Extract to read:
Clover Hogan is a 22-year-old climate activist, researcher on eco-anxiety, and the founding Executive Director of Force of Nature, a youth nonprofit mobilising mindsets for climate action. Clover has worked alongside the world’s leading authorities on sustainability, consulted within the boardrooms of Fortune 500 companies, and supported students in over 50 countries to realise their power as change-makers. Clover has taken the stage with corporate giants including the CEOs of P&G, Twitter and YouTube; alongside global change-makers such as Jane Goodall, Vandana Shiva and Paul Hawken; and interviewed the 14th Dalai Lama. Her TED talk, What to do when climate change feels unstoppable, has been viewed over one million times. Clover is also director and host of the Force of Nature podcast. Season 2, We need to talk about eco-anxiety, explores the intersection of youth mental health and the climate crisis: from food, to fashion, and the role of media in driving climate doomism.


The latest IPCC report showed us that we have about a 50/50 chance of avoiding the worst of climate tipping points. What that tells me is that we have two paths in front of us.

Work instruction A:
Reproduce the part of the passage on Clover Hogan that opens with the words containing "The latest IPCC" and closes with "front of us.".
Work instruction B:
In the passage on Clover Hogan, what is the title of Season 2 of the Force of Nature podcast?
Work instruction C:
Extend the passage on Clover Hogan, picking up after its final sentence about the two paths.

Collected data entries
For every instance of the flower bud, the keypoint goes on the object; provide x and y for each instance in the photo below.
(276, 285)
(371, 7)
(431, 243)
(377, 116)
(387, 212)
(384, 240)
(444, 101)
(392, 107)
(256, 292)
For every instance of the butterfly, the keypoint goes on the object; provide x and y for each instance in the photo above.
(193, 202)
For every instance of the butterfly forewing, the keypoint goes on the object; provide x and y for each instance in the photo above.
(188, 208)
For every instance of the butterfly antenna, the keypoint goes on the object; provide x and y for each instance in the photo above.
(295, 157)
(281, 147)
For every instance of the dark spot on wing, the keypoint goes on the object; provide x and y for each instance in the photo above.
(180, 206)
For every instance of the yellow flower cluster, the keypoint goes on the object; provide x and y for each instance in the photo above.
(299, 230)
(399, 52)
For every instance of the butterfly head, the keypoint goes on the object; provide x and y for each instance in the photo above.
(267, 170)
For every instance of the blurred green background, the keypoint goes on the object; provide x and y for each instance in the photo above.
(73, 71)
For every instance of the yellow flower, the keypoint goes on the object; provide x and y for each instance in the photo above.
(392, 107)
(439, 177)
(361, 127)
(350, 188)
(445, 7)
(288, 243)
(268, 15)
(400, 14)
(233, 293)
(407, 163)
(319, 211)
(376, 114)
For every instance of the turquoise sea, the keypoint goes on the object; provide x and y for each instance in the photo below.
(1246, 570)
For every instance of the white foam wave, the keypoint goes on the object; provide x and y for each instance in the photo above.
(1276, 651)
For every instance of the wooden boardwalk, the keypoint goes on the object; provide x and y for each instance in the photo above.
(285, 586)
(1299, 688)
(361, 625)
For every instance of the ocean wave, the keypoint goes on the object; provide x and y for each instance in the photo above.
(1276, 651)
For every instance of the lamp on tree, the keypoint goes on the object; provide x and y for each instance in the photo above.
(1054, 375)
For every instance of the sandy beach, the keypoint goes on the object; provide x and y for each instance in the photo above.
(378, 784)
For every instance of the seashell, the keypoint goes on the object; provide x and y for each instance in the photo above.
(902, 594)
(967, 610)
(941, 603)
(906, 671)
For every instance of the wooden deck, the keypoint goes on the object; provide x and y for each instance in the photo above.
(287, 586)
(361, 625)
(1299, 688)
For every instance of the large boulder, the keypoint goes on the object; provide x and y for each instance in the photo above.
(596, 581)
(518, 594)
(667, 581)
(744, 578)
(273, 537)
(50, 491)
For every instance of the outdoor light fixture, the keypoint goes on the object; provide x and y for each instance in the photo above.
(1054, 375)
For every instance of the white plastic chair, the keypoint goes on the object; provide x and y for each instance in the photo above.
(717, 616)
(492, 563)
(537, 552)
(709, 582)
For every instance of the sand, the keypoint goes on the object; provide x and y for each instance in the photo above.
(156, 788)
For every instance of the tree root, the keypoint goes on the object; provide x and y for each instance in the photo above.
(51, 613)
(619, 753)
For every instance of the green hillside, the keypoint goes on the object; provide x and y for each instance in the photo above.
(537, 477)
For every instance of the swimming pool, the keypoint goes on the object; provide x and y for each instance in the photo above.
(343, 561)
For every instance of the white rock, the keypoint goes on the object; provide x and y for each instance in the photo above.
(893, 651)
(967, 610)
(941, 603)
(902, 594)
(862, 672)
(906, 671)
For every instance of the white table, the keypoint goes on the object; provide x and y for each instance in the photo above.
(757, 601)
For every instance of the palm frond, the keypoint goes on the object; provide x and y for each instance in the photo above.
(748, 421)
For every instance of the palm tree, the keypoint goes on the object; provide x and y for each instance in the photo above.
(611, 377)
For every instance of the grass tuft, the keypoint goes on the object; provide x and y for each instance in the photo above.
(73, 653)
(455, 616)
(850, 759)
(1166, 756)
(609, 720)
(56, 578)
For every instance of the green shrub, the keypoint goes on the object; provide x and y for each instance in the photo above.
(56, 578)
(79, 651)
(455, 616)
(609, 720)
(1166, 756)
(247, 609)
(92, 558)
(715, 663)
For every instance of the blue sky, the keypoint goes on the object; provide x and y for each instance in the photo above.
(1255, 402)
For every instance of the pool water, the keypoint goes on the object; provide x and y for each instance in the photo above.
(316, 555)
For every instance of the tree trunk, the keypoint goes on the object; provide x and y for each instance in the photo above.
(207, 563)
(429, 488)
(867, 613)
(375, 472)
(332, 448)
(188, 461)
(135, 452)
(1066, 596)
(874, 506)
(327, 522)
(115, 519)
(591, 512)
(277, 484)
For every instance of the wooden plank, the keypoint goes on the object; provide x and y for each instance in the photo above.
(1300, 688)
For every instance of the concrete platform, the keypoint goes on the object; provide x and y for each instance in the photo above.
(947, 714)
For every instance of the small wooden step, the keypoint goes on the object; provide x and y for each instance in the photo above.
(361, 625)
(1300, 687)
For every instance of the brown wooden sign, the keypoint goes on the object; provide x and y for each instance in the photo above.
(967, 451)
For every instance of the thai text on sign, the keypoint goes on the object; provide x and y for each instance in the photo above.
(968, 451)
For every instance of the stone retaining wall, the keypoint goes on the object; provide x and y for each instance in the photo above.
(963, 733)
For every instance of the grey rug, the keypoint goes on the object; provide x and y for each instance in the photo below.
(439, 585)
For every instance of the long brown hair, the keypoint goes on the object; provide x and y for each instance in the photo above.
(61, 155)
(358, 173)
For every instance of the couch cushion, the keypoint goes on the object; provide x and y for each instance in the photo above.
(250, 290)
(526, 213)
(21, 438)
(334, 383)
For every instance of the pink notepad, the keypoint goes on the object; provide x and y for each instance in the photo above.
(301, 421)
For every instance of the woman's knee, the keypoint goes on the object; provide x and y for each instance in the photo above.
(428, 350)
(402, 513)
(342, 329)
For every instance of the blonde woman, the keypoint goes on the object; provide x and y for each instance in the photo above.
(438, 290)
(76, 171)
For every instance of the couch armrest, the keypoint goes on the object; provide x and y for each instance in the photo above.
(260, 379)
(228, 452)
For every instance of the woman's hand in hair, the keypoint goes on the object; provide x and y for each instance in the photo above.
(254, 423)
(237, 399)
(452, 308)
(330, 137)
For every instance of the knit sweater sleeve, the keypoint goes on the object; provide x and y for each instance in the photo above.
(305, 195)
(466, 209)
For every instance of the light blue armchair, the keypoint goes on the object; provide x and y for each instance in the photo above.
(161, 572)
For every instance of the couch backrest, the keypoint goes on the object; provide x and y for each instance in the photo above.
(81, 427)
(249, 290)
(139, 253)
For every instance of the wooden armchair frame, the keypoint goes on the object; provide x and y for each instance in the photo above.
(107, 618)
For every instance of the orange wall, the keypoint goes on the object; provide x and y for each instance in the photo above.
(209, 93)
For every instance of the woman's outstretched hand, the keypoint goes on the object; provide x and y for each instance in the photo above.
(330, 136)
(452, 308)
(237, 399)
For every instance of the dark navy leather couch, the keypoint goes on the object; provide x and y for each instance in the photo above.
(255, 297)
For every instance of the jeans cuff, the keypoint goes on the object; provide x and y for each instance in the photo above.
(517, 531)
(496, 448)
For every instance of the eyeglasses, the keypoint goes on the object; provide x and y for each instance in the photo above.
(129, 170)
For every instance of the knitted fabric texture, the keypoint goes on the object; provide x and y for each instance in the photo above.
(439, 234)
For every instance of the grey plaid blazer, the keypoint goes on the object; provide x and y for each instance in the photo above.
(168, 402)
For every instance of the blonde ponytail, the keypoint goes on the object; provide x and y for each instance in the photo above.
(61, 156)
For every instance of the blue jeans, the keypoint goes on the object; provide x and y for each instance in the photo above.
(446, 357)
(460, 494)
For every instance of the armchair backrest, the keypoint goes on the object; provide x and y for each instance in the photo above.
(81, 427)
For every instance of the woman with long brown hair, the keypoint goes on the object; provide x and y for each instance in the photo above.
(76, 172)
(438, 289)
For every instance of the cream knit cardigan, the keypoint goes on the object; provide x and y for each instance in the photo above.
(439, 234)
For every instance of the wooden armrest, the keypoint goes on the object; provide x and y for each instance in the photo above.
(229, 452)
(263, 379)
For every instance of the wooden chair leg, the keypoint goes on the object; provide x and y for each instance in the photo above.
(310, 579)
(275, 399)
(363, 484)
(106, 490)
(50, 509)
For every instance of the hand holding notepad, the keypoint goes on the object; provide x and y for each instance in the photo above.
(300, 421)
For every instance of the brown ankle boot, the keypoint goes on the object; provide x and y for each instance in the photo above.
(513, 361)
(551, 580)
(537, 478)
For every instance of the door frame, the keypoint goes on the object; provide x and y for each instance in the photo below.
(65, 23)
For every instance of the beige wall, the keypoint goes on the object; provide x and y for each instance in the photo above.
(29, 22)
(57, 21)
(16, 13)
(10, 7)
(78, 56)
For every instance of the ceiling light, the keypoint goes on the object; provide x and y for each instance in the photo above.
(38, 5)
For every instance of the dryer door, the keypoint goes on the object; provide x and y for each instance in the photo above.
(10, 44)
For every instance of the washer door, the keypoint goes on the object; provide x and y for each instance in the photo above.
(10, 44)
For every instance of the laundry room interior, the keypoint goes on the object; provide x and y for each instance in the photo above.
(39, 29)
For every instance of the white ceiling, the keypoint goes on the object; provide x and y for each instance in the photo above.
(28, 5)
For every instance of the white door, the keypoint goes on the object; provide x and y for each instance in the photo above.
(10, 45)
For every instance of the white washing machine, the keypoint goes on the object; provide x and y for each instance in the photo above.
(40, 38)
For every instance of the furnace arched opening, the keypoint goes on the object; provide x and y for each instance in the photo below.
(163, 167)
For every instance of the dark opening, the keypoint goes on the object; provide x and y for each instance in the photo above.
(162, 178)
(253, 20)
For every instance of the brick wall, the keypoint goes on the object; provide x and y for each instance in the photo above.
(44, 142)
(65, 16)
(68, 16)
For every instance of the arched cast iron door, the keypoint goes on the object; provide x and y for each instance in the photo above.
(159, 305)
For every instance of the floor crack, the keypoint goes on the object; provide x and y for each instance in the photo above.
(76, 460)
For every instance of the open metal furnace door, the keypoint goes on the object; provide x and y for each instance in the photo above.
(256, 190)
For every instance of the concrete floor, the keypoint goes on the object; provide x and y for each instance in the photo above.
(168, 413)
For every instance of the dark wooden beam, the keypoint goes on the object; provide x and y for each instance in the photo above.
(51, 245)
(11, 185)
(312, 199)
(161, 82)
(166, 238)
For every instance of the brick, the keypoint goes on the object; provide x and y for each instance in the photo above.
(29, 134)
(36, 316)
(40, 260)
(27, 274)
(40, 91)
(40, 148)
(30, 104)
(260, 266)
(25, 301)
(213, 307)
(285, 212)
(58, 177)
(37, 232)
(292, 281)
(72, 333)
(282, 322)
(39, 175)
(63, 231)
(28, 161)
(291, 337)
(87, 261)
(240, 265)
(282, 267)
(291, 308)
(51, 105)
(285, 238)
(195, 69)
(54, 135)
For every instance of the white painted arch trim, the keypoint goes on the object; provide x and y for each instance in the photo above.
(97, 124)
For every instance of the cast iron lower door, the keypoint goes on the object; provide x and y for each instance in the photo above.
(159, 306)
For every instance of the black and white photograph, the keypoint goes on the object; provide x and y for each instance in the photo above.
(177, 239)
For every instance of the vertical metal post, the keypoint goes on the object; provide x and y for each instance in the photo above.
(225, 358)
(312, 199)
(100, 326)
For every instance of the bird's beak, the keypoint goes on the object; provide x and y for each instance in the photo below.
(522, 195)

Answer A:
The latest IPCC report showed us that we have about a 50/50 chance of avoiding the worst of climate tipping points. What that tells me is that we have two paths in front of us.

Answer B:
We need to talk about eco-anxiety.

Answer C:
We have one path of incrementalism and tokenism, a path of inaction, which will lead us to the apocalyptic climate images that have become front and centre. Particularly over the past summer, as we saw the fires in Turkey through Greece, we saw increased hurricanes around the world, we saw food system collapse in places like East Africa due to drought and locust swarms, we saw ocean acidification off the coast of Australia with coral bleaching events. We can see what that path has in store.

And yet we also have another path in front of us, a path of transformation, a path where we throw everything in our power at solving the climate crisis. And that path requires that we rethink our economic systems, our food systems, how we produce our clothes, how we communicate with one another, how we transport ourselves. It's rethinking so much of how we live, breathe and exist in the 21st century. For me, COP26 is about leaders from all walks of life treating the climate emergency like a true emergency and like the emergency that it is currently, based on the commitments that have been set out.

According to the Paris Agreement, over the next ten years we're looking at about a 16% increase in greenhouse gas emissions, whereas the climate science tells us that we need to have a 45% decrease in emissions. So not only are commitments not lining up with action, but the commitments themselves aren't nearly as ambitious as the climate science tells us they must be.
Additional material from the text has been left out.